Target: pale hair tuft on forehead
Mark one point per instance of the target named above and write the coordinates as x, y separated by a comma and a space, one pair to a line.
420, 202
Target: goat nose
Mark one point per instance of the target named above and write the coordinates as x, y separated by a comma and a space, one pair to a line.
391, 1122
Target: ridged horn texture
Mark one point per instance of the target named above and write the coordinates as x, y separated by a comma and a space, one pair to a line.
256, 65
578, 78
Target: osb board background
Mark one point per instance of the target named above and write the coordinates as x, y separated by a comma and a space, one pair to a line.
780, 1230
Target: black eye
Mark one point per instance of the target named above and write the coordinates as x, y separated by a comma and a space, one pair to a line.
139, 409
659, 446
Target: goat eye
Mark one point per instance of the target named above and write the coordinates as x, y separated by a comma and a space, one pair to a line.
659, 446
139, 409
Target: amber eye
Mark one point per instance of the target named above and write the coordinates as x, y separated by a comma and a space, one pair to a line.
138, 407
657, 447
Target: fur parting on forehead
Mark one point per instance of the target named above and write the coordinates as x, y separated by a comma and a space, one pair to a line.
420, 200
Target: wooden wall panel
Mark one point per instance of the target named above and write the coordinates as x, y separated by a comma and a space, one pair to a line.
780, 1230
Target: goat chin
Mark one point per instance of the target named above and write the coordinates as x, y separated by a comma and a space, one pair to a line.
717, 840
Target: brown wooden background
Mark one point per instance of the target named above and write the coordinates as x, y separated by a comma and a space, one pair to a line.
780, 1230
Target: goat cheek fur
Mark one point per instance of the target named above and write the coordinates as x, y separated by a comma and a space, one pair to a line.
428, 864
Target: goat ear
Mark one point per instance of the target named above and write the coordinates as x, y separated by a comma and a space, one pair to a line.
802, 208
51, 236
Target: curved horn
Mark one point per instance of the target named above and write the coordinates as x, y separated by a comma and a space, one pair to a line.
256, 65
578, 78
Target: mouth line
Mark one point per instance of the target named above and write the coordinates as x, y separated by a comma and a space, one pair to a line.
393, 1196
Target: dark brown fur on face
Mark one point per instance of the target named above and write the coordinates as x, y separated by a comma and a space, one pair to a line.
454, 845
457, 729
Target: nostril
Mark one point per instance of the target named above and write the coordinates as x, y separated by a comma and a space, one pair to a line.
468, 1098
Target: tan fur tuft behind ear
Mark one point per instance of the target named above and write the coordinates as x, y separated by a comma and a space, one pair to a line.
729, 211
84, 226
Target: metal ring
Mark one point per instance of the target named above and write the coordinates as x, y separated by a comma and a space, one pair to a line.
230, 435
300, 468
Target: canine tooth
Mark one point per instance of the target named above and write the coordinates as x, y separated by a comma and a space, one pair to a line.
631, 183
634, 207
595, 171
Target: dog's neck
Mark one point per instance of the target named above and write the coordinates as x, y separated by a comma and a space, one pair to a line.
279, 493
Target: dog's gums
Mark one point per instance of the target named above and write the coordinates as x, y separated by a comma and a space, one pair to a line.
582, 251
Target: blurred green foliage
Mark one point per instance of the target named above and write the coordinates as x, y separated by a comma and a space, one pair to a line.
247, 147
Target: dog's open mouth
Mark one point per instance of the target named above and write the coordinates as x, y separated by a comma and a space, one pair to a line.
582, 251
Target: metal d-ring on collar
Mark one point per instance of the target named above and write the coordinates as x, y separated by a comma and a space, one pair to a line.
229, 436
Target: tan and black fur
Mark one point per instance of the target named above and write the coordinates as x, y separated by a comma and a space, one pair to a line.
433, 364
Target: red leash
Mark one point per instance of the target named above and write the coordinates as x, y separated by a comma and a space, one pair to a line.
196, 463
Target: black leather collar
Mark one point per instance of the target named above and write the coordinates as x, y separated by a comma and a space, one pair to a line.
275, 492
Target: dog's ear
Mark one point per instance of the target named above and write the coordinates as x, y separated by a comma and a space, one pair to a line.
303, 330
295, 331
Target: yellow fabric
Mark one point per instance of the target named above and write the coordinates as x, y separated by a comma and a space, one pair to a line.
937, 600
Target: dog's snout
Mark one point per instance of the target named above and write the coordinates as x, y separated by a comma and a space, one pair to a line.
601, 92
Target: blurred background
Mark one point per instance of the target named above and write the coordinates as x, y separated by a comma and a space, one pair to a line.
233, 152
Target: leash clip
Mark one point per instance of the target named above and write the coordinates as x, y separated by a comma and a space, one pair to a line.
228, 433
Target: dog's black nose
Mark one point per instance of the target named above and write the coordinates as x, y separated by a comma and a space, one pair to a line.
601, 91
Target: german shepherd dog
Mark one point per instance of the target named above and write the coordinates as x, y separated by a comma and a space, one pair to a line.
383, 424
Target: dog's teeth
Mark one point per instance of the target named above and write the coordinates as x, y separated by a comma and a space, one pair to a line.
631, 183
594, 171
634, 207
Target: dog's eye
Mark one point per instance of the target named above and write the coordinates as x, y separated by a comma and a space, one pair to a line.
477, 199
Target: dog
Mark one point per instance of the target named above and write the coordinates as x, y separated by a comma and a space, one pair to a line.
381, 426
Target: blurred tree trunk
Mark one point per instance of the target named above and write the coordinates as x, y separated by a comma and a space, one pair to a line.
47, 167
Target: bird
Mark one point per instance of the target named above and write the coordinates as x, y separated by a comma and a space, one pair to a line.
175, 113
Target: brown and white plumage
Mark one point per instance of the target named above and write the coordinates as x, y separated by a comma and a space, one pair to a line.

**Exercise directions:** Every record shown above must be echoed exactly.

**Result for this task:**
Target: pale hair tuft on forehead
Mark one point per instance of the target named above and write the coordinates as x, y separated by a comma and a space, one pair to a line.
420, 202
Target: goat nose
Mark one point per instance of the target named above and write the coordinates as x, y separated by a comma and a space, one pair to a line.
391, 1122
Target: ridged horn texture
Mark one point per instance of the target named above and write the coordinates as x, y separated by a comma and a space, one pair to a line.
256, 65
578, 78
Target: osb board background
Mark one point per instance of the target named above and write the coordinates as x, y separated by a comma and a space, one pair to a line.
780, 1230
Target: black eye
Mark one point per instance of the target named above and write the coordinates as x, y separated by a comma and a space, one pair to a line.
139, 409
659, 446
Target: goat eye
Mark one point per instance of the target named above and write the coordinates as x, y separated by a comma and a space, one pair to a line.
659, 446
139, 409
Target: amber eye
Mark one point per instance of the target named above and write the coordinates as x, y separated by a comma and a space, one pair to a line.
138, 407
657, 447
Target: fur parting on forehead
Mark one point per instance of the target named above and write the coordinates as x, y separated by a comma and a space, one pair to a line.
420, 200
Target: wooden wall panel
Mark one point per instance of the target named above and write the coordinates as x, y separated by a comma and a space, one pair to a line.
780, 1230
Target: goat chin
Mark one point per instance of the target named above and write the coordinates as x, y separated by a comma and a space, one pair to a line.
717, 840
Target: brown wooden background
Mark one point per instance of the target named above and write the coordinates as x, y separated by a comma and a space, one pair to a line.
780, 1230
Target: goat cheek fur
Mark one point per instance of the target named above and write the coordinates as x, y separated by a comma and a space, one pair to a line.
428, 864
Target: goat ear
Mark one point per instance of the target named above and write the coordinates as x, y separated by a comma and a space, one pair to a line.
802, 208
51, 236
Target: curved horn
Mark one point per instance of the target named above and write the coordinates as x, y separated by a comma and a space, one pair to a line.
256, 65
578, 78
Target: mouth line
Mark one point per instance of the target named above and write the coordinates as x, y separated by a comma and a space, one pair to a line.
393, 1196
Target: dark brown fur on face
Mark one point per instance of the target named above and write the coordinates as x, y separated by a comma and a space, one pair to a line.
454, 845
457, 729
Target: nostril
Mark one point per instance of the target named above and write the coordinates as x, y separated by a comma and a space, one pair to a line.
468, 1098
Target: tan fur tuft behind ear
Mark one point per instance of the target named above and write the coordinates as x, y separated by a comma and a space, one pair to a line.
729, 211
84, 226
Target: metal ring
Mark one point per instance of the target named above and write the coordinates as x, y separated by a comma and a space, one pair to a line.
230, 435
300, 468
Target: canine tooth
Mark one point per instance of the target named above and write the coordinates as x, y separated by a comma and a space, one pair to a line.
631, 183
634, 207
595, 171
Target: dog's neck
Mark one point per instance of the target named above and write the coordinates as x, y separated by a comma and a space, one pair to a line.
279, 493
Target: dog's gums
Mark one point per instance of the target named above and write the coordinates as x, y separated by a comma and a space, one pair to a line.
582, 251
Target: blurred green foliage
Mark one point per instance of the target named above and write the coordinates as x, y separated by a comma and a space, one pair to a line.
247, 147
Target: dog's open mouth
Mark one point per instance of the target named above and write the coordinates as x, y separated by a comma and a space, one pair to a line.
582, 251
Target: metal d-ring on collar
Mark one point per instance of the target named above and write the coordinates as x, y separated by a comma and a space, one pair to a line.
229, 436
Target: tan and black fur
Mark one point per instance of the target named above and write the coordinates as x, y separated by a comma and a space, one pair to a line.
433, 364
Target: red leash
Mark one point per instance of the target named above and write the coordinates as x, y separated by a comma and a space, one pair to a line.
196, 463
Target: black leather collar
Mark one point per instance of the target named above and write the coordinates as x, y separated by a comma and a space, one pair to a line.
275, 492
Target: dog's ear
Mark one point per instance of the target named above and write the coordinates as x, y separated by a comma and a space, one pair to a line.
303, 330
295, 331
Target: yellow fabric
Mark one point per instance of the target named above and write the coordinates as x, y separated by a comma and a space, one pair to a line.
937, 600
Target: dog's snout
Mark one point per instance of the target named above and write the coordinates as x, y separated by a comma and a space, one pair to a line.
601, 92
Target: blurred background
Mark one point per instance of the target named above and write the coordinates as x, y separated by a comma and a space, one pair to a line.
233, 152
Target: leash clip
Mark one point per instance of the target named above and write the coordinates as x, y separated by a comma and a space, one pair to a line.
228, 433
Target: dog's black nose
Mark one point per instance of the target named above and write the coordinates as x, y separated by a comma and a space, one pair to a line.
601, 91
Target: german shepherd dog
Mark one point per instance of the target named above and write the coordinates as x, y separated by a comma and a space, one pair to a line.
383, 424
Target: dog's teeth
Mark one point per instance of the target named above and write the coordinates as x, y separated by a comma and a space, one pair to a line.
631, 183
594, 171
634, 207
Target: dog's eye
Mark one point per instance of the target named above and write the coordinates as x, y separated by a comma and a space, one pair to a line.
477, 199
Target: dog
Mark one point per instance of the target named above and write the coordinates as x, y separated by a comma and a space, one pair to a line.
381, 426
Target: blurred tree trunk
Mark one point per instance of the target named above and write the coordinates as x, y separated by a comma and a space, one pair to a line.
47, 167
Target: bird
Mark one point per instance of the target named above and write the coordinates as x, y separated by a comma and a space, one pair to a line.
175, 113
Target: brown and white plumage
Mark one point per instance of the target named above and write the coordinates as x, y separated by a comma and a space, one pair to a line.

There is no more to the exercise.